Required work
What is needed is an exact repetition of the lines from the first one in the data through the line with "emit: one JSON", with no pictures.

• • • • •

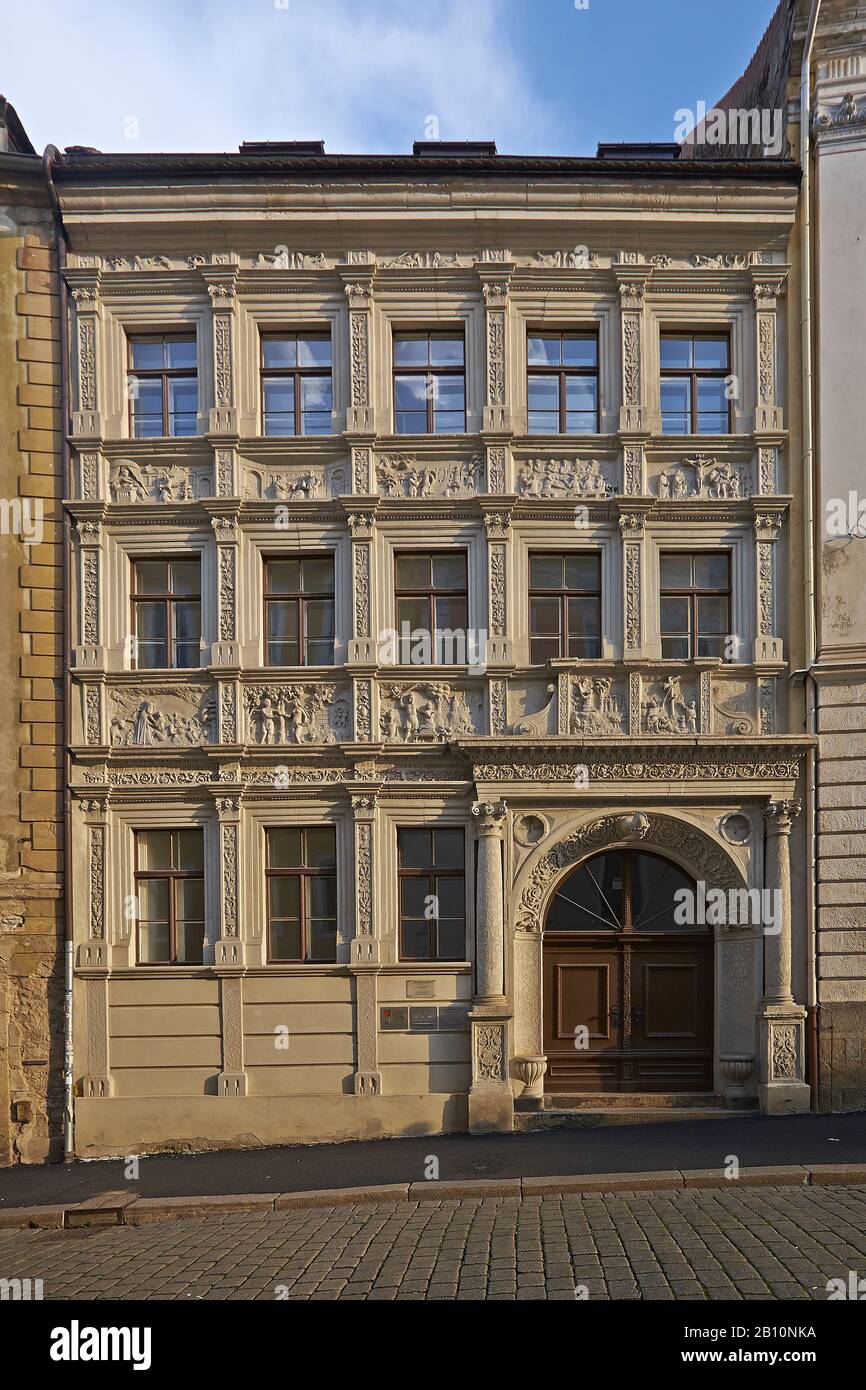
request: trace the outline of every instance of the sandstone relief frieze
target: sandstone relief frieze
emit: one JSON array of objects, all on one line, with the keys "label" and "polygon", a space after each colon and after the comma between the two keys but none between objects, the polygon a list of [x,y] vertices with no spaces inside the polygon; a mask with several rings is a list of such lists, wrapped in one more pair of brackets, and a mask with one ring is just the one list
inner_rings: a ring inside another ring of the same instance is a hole
[{"label": "sandstone relief frieze", "polygon": [[752,482],[746,470],[727,459],[696,454],[663,469],[656,479],[660,502],[680,502],[698,497],[713,502],[735,502],[751,496]]},{"label": "sandstone relief frieze", "polygon": [[348,467],[243,469],[243,494],[247,500],[319,502],[349,491]]},{"label": "sandstone relief frieze", "polygon": [[109,712],[114,748],[194,748],[213,739],[216,697],[204,685],[124,686],[109,692]]},{"label": "sandstone relief frieze", "polygon": [[383,682],[379,728],[392,743],[445,743],[482,732],[483,700],[445,681]]},{"label": "sandstone relief frieze", "polygon": [[480,455],[460,463],[427,463],[413,454],[382,454],[376,463],[377,489],[387,498],[475,497],[483,476]]},{"label": "sandstone relief frieze", "polygon": [[244,705],[250,743],[338,743],[351,732],[349,695],[335,685],[247,686]]},{"label": "sandstone relief frieze", "polygon": [[135,463],[118,459],[108,475],[112,502],[197,502],[213,495],[212,471],[182,464]]},{"label": "sandstone relief frieze", "polygon": [[528,459],[517,473],[520,497],[612,497],[616,486],[598,459]]}]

• • • • •

Response to the exercise
request: trace the outline of every instance of the sandstone relief frieze
target: sandstone relief frieze
emit: one JSON array of objects, all on one line, with the keys "label" and "polygon", a space after each colon and after the comma between the two keys but none between objects, the polygon a list of [x,y] vertices with no spaces inside the polygon; a mask with several rings is a list of such lists, wrapped in one more pair of brackets, and a mask with one ring is just the one list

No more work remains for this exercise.